Instructions for the task:
Put the records below into a two-column CSV with the columns instruction and answer, one row per record, starting with the line that contains "Guideline: for each instance of the stone tower" and going on through the line that contains "column 583, row 673". Place each record's text and its answer in one quoted field each, turning line breaks into spaces.

[Extracted records]
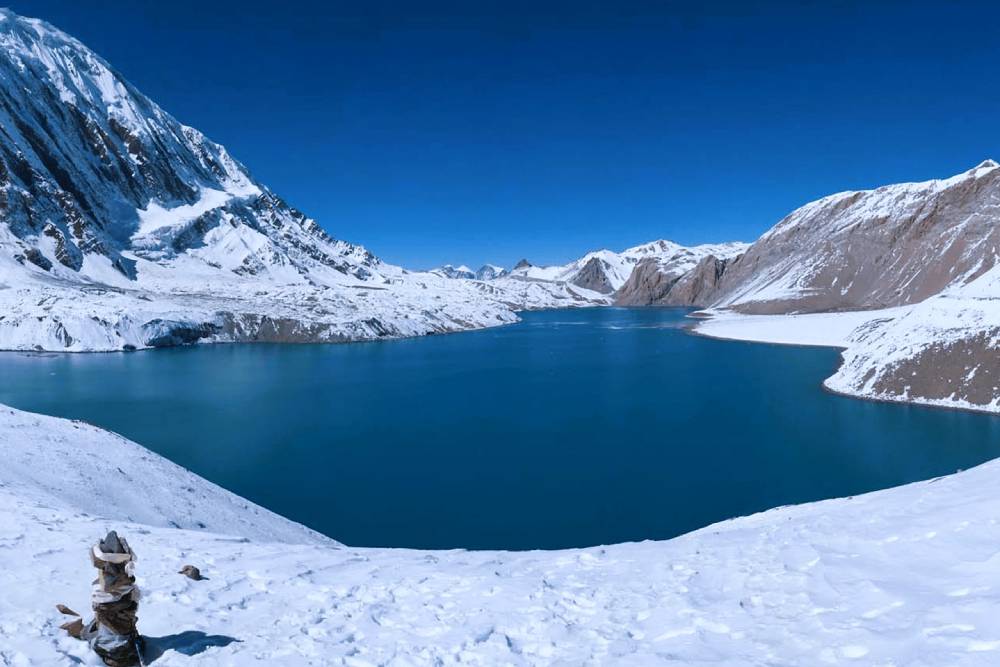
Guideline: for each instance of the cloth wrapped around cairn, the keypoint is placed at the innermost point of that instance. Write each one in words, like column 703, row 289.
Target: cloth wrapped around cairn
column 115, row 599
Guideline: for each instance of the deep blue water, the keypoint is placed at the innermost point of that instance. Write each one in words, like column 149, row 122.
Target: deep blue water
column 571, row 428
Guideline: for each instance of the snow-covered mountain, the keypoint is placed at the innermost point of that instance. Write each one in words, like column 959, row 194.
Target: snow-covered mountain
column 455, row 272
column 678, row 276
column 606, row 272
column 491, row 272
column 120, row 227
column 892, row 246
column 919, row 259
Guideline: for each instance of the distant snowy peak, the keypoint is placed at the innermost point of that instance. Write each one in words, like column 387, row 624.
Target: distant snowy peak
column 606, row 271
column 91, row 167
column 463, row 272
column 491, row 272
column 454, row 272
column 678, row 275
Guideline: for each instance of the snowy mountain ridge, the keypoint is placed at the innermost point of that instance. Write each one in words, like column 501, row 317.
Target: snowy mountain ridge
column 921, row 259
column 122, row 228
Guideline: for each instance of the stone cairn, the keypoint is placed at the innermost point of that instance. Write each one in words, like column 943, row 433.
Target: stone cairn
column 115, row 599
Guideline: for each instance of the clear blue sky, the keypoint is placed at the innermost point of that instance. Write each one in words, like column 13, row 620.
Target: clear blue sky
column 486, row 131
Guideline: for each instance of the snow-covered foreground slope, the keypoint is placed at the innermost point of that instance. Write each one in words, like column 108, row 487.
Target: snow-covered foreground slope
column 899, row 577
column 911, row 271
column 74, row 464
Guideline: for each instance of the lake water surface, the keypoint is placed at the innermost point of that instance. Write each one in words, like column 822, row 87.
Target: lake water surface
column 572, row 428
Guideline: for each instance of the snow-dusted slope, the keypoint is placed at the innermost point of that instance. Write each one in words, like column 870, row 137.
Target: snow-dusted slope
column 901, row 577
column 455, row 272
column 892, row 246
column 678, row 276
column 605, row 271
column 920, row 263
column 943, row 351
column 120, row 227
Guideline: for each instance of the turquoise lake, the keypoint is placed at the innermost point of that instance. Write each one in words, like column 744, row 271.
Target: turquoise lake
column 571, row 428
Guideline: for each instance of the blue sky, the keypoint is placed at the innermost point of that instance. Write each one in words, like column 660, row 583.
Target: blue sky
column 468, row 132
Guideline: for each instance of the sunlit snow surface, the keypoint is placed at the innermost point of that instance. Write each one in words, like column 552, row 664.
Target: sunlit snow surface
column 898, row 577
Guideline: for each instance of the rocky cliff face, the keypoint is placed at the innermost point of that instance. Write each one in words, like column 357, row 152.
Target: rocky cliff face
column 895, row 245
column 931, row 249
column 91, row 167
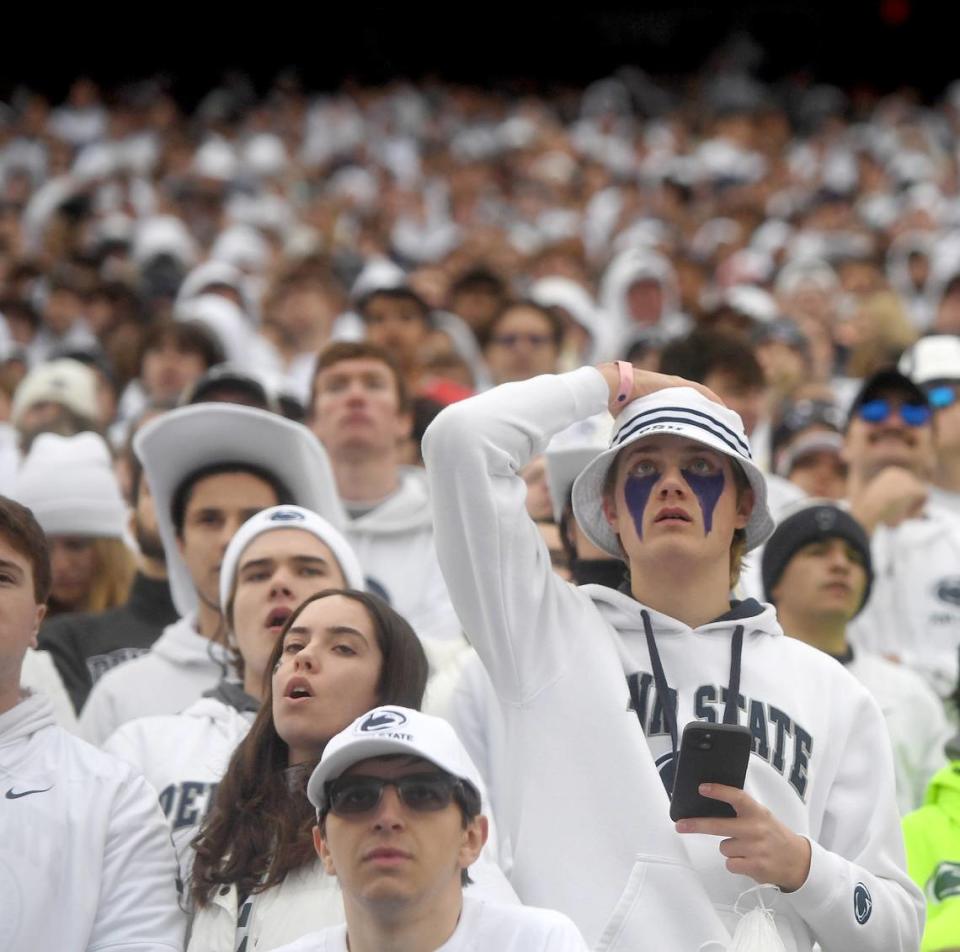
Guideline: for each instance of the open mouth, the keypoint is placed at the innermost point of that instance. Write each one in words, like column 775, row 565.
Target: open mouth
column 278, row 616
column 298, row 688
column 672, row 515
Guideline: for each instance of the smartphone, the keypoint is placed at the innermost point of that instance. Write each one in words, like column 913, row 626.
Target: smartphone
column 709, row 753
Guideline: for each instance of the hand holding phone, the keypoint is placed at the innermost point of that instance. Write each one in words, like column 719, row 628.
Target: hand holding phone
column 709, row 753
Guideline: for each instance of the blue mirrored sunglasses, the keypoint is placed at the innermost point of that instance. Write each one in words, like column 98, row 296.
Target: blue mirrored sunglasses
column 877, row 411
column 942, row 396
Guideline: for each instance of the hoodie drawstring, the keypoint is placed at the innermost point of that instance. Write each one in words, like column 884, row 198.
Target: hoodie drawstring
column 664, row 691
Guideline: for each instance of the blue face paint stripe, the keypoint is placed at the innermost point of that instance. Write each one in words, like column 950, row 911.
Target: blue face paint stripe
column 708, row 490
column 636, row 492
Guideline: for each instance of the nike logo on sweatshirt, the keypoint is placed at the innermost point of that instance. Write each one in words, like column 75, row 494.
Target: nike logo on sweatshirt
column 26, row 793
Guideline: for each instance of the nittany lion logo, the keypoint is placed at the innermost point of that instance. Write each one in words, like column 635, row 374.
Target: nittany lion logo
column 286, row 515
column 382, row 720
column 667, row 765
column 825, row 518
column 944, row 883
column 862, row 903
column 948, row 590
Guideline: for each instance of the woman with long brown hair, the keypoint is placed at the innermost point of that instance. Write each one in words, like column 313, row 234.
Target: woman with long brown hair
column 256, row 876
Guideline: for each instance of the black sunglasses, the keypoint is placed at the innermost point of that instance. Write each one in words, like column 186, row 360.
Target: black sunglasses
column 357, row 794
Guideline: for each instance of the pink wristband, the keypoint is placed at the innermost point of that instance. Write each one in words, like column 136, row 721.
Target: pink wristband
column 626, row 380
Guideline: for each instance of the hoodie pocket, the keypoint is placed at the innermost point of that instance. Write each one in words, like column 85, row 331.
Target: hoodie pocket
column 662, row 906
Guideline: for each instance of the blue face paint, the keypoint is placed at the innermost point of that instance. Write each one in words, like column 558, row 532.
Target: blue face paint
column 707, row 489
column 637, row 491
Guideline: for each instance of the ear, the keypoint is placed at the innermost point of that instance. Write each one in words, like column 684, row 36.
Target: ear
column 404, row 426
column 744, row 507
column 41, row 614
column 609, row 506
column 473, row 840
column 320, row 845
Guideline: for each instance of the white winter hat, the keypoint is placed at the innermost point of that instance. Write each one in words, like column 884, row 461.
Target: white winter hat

* * *

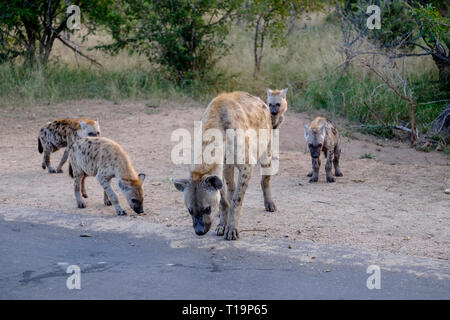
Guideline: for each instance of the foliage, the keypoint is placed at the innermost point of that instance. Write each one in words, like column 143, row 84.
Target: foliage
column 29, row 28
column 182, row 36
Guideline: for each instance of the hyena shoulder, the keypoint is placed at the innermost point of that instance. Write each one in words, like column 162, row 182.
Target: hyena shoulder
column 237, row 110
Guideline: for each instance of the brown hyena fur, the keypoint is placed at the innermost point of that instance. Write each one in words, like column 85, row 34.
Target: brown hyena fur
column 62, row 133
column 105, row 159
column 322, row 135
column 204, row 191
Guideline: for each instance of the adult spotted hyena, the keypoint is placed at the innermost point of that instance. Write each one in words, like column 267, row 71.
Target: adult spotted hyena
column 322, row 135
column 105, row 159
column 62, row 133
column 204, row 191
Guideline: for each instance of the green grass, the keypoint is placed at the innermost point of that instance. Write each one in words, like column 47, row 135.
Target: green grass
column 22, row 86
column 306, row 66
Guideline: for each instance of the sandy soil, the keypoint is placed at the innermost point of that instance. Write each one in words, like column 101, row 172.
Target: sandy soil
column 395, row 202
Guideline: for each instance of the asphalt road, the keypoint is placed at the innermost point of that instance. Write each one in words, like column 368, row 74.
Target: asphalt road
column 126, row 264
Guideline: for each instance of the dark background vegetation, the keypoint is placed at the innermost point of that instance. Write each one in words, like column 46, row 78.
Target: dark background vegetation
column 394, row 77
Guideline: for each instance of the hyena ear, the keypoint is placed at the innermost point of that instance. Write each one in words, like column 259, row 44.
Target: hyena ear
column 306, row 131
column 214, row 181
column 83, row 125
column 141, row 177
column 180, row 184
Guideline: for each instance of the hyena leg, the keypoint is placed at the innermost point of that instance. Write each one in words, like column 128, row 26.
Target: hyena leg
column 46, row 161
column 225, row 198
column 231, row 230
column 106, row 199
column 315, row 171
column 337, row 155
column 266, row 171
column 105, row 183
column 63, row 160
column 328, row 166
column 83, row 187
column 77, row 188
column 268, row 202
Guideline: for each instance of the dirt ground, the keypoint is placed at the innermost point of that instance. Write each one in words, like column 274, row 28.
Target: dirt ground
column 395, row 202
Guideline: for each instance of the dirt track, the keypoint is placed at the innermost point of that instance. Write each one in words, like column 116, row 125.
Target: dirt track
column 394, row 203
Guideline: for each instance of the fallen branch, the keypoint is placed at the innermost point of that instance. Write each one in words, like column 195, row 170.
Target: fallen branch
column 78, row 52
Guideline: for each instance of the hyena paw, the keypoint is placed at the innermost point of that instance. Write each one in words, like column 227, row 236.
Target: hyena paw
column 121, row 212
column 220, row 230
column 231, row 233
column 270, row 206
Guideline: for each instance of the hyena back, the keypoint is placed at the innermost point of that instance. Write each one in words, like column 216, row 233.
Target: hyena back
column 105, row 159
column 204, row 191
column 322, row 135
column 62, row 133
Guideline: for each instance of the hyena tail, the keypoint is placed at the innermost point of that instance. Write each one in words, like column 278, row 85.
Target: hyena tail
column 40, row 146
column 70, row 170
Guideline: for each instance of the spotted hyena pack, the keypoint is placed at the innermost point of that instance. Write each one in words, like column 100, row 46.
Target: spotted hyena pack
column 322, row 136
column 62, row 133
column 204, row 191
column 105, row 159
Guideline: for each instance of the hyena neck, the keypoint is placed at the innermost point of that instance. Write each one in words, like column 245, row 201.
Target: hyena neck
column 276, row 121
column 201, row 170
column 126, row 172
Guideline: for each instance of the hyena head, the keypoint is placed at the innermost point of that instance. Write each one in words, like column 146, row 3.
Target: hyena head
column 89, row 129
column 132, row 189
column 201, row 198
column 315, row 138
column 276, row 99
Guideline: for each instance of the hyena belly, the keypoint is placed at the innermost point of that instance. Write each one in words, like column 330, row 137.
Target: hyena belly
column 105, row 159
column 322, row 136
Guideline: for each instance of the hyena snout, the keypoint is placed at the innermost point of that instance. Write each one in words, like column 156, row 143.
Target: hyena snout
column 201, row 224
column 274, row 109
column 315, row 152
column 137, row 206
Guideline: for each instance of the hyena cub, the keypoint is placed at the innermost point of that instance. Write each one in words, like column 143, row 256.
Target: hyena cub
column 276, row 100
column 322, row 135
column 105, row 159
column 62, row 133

--

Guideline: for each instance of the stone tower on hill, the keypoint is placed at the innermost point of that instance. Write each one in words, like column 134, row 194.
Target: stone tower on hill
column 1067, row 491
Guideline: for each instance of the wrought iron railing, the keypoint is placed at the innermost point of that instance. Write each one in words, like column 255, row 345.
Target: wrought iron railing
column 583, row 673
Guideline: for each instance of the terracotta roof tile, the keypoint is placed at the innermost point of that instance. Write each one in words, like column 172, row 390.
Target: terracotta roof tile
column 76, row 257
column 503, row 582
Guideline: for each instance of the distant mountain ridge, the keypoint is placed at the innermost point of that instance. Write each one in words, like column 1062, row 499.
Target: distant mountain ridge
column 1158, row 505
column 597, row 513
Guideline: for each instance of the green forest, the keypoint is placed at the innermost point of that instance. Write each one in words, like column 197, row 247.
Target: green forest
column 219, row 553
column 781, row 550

Answer to the problem:
instruction,answer
"Guideline: for each instance of the stone tower on hill, the keypoint is placed at the innermost point of that instance. Write each one in words, like column 134, row 194. Target: stone tower on hill","column 1067, row 491"
"Guideline: for each instance of the wrought iron railing, the keypoint is placed at the innermost point of that instance. Write each one in words, like column 255, row 345. Target: wrought iron railing","column 583, row 673"